**RECORDS SUPPLIED**
## Begin
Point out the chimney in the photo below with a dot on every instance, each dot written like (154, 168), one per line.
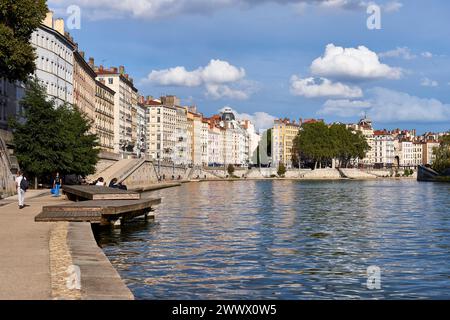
(48, 21)
(59, 26)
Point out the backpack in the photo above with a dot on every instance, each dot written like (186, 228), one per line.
(24, 184)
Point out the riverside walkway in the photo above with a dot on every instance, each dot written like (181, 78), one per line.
(35, 256)
(24, 251)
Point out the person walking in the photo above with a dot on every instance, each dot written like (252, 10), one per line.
(57, 182)
(100, 182)
(21, 186)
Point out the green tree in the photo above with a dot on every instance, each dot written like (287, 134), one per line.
(314, 143)
(442, 154)
(18, 20)
(281, 169)
(49, 138)
(230, 169)
(317, 143)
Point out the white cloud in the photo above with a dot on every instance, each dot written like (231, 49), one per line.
(216, 92)
(352, 64)
(344, 108)
(216, 72)
(220, 79)
(386, 106)
(177, 76)
(426, 82)
(322, 87)
(392, 6)
(113, 9)
(399, 52)
(261, 120)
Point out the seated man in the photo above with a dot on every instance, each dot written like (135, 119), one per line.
(114, 184)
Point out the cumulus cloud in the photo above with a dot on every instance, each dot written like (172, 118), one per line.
(261, 120)
(220, 79)
(399, 52)
(110, 9)
(216, 92)
(352, 64)
(344, 108)
(322, 87)
(427, 54)
(216, 72)
(385, 105)
(426, 82)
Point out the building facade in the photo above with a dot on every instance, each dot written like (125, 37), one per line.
(54, 59)
(384, 151)
(104, 115)
(284, 132)
(84, 86)
(125, 102)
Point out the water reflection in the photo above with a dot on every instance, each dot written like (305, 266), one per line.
(288, 240)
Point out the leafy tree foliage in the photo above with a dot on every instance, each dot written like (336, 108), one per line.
(49, 138)
(18, 20)
(318, 144)
(442, 153)
(281, 169)
(230, 169)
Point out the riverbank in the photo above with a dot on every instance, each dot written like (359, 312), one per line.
(36, 258)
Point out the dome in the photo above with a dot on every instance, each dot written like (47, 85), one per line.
(228, 115)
## End
**WHAT THE EXERCISE ASKS**
Arrange every line of the data above as a Markdown table with two columns, No. for the row number and Line for the line itself, and skip any blank lines. Leave the pictures out.

**RESPONSE TO THE TASK**
| No. | Line |
|---|---|
| 1 | Point out the chimney in the photo below with a dot on every instance, each dot written like (154, 168), one per line. |
| 2 | (48, 21) |
| 3 | (59, 26) |
| 4 | Point out the backpack in the photo above with a dot on every instance, each dot written like (186, 228), one per line. |
| 5 | (24, 184) |
| 6 | Point out the riverside walkway in the photo above with a dot on every instance, each dot written like (181, 78), one per line. |
| 7 | (35, 256) |
| 8 | (24, 251) |
| 9 | Point out the person walking in the photo above with a dot on every instance, each dot written like (252, 10), one per line. |
| 10 | (57, 182) |
| 11 | (100, 182) |
| 12 | (21, 186) |
| 13 | Point out the green tree in the photo above with a dot on every instance, each dot written like (287, 134), one per line. |
| 14 | (314, 143) |
| 15 | (442, 154) |
| 16 | (18, 20) |
| 17 | (281, 169) |
| 18 | (49, 138) |
| 19 | (230, 169) |
| 20 | (317, 143) |
| 21 | Point out the white cloud in the photo above with a dot on every instance, each dot written like (231, 49), one per line. |
| 22 | (216, 92) |
| 23 | (352, 64) |
| 24 | (344, 108) |
| 25 | (216, 72) |
| 26 | (220, 79) |
| 27 | (386, 106) |
| 28 | (177, 76) |
| 29 | (426, 82) |
| 30 | (322, 87) |
| 31 | (392, 6) |
| 32 | (113, 9) |
| 33 | (399, 52) |
| 34 | (261, 120) |
| 35 | Point out the seated man in the photo above with a dot on every instance, each dot written like (135, 119), one per line. |
| 36 | (114, 184) |
| 37 | Point out the cumulus cloud in the photo above with a dot on every instance, each dot written like (172, 118), one per line. |
| 38 | (261, 120) |
| 39 | (220, 79) |
| 40 | (399, 52) |
| 41 | (110, 9) |
| 42 | (216, 92) |
| 43 | (352, 64) |
| 44 | (344, 108) |
| 45 | (322, 87) |
| 46 | (427, 54) |
| 47 | (216, 72) |
| 48 | (385, 105) |
| 49 | (426, 82) |
| 50 | Point out the building facade in the photo above with a dot on every instance, each dot written like (125, 37), one per line. |
| 51 | (54, 59) |
| 52 | (384, 151) |
| 53 | (104, 115) |
| 54 | (284, 132) |
| 55 | (84, 86) |
| 56 | (125, 102) |
| 57 | Point out the water reflection in the photo above with a dot on every instance, each dot written like (305, 266), one per line. |
| 58 | (288, 240) |
| 59 | Point out the leafy tree foliage in the photo above with a dot on every instance, each dot written like (336, 108), one per line. |
| 60 | (49, 138) |
| 61 | (18, 20) |
| 62 | (318, 144) |
| 63 | (442, 153) |
| 64 | (281, 169) |
| 65 | (230, 169) |
| 66 | Point out the riverbank in the photo above with a dot on every instance, each dot written like (359, 312), one per line. |
| 67 | (36, 258) |
| 68 | Point out the dome in the photo above with a dot on every instance, each dot written like (47, 85), one per line. |
| 69 | (228, 115) |